▶ _Set problem_
Please turn every line of the records below into a Markdown table with the columns Row and Line, numbering the rows in order and leaving out blank lines.

═══ Materials provided

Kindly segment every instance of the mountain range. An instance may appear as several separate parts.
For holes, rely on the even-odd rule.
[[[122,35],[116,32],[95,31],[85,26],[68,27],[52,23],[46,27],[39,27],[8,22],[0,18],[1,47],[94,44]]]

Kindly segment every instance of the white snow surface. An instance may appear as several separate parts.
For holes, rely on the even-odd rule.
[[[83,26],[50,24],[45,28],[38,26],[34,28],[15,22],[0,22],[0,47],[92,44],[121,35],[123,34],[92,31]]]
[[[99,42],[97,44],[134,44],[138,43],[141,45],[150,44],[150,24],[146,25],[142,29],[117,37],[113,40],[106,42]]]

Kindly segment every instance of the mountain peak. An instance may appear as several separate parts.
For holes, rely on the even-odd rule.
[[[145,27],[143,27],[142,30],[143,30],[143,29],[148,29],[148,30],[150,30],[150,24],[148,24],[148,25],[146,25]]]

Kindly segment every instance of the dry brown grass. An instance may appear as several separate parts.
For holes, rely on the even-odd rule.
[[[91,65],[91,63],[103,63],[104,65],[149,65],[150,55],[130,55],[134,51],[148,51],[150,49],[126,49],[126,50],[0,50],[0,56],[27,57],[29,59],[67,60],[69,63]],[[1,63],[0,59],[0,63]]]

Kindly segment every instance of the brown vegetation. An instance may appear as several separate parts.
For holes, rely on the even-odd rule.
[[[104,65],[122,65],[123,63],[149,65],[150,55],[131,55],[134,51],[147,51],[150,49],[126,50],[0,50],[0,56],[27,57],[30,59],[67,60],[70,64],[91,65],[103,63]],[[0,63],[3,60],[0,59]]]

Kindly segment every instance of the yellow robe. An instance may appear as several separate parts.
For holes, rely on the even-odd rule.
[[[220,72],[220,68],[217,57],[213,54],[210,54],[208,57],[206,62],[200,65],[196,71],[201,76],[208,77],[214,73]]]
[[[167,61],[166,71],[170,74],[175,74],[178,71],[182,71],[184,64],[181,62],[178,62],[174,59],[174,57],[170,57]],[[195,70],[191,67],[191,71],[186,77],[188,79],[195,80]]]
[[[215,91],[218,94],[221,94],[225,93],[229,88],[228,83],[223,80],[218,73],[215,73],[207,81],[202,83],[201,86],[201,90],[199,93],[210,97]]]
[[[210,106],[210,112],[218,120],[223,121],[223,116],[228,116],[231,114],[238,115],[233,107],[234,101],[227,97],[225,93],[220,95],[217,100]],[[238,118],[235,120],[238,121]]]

══════

▶ _Result below_
| Row | Line |
|---|---|
| 1 | Kindly segment every instance of the mountain range. An instance may appear as several separate parts. |
| 2 | For holes, rely on the even-odd rule. |
| 3 | [[[122,35],[116,32],[95,31],[85,26],[68,27],[52,23],[46,27],[39,27],[8,22],[0,18],[1,47],[94,44]]] |
| 4 | Kindly segment every instance of the white snow surface. An instance may appear as several separate parts. |
| 5 | For holes, rely on the even-odd rule. |
| 6 | [[[83,26],[50,24],[45,28],[38,26],[34,28],[15,22],[0,22],[0,47],[92,44],[121,35],[123,34],[92,31]]] |
| 7 | [[[99,42],[97,44],[134,44],[138,43],[141,45],[150,44],[150,24],[146,25],[142,29],[117,37],[113,40],[106,42]]] |
| 8 | Kindly segment every instance of the mountain peak. An instance may appear as several separate parts. |
| 9 | For holes, rely on the even-odd rule. |
| 10 | [[[145,27],[143,27],[142,30],[143,30],[143,29],[148,29],[148,30],[150,30],[150,24],[148,24],[148,25],[146,25]]] |
| 11 | Kindly segment every instance of the dry brown grass. An instance may appear as several separate parts. |
| 12 | For holes, rely on the even-odd rule. |
| 13 | [[[91,65],[91,63],[103,63],[104,65],[149,65],[150,55],[130,55],[134,51],[148,51],[150,49],[126,49],[126,50],[0,50],[0,56],[27,57],[29,59],[67,60],[69,63]],[[1,63],[0,59],[0,63]]] |
| 14 | Kindly segment every instance of the brown vegetation. An instance may appear as several separate parts. |
| 15 | For holes, rely on the even-odd rule. |
| 16 | [[[104,65],[122,65],[123,63],[149,65],[150,55],[131,55],[134,51],[147,51],[150,49],[126,50],[0,50],[0,56],[27,57],[30,59],[67,60],[70,64],[91,65],[103,63]],[[0,63],[3,60],[0,59]]] |
| 17 | Kindly segment every instance of the yellow robe. An instance may appear as several separate parts. |
| 18 | For holes, rely on the even-odd rule. |
| 19 | [[[220,72],[220,68],[217,57],[213,54],[210,54],[208,57],[206,62],[200,65],[196,71],[201,76],[208,77],[214,73]]] |
| 20 | [[[167,61],[166,71],[170,74],[175,74],[178,71],[182,71],[184,64],[181,62],[178,62],[174,59],[174,57],[170,57]],[[195,70],[191,67],[191,71],[186,77],[188,79],[195,80]]] |
| 21 | [[[215,91],[218,94],[221,94],[225,93],[229,88],[228,83],[223,80],[218,73],[215,73],[207,81],[202,83],[201,86],[201,90],[199,93],[210,97]]] |
| 22 | [[[210,106],[210,112],[218,120],[223,121],[223,116],[228,116],[231,114],[238,115],[233,107],[234,101],[227,97],[225,93],[220,95],[217,100]],[[238,118],[235,120],[238,121]]] |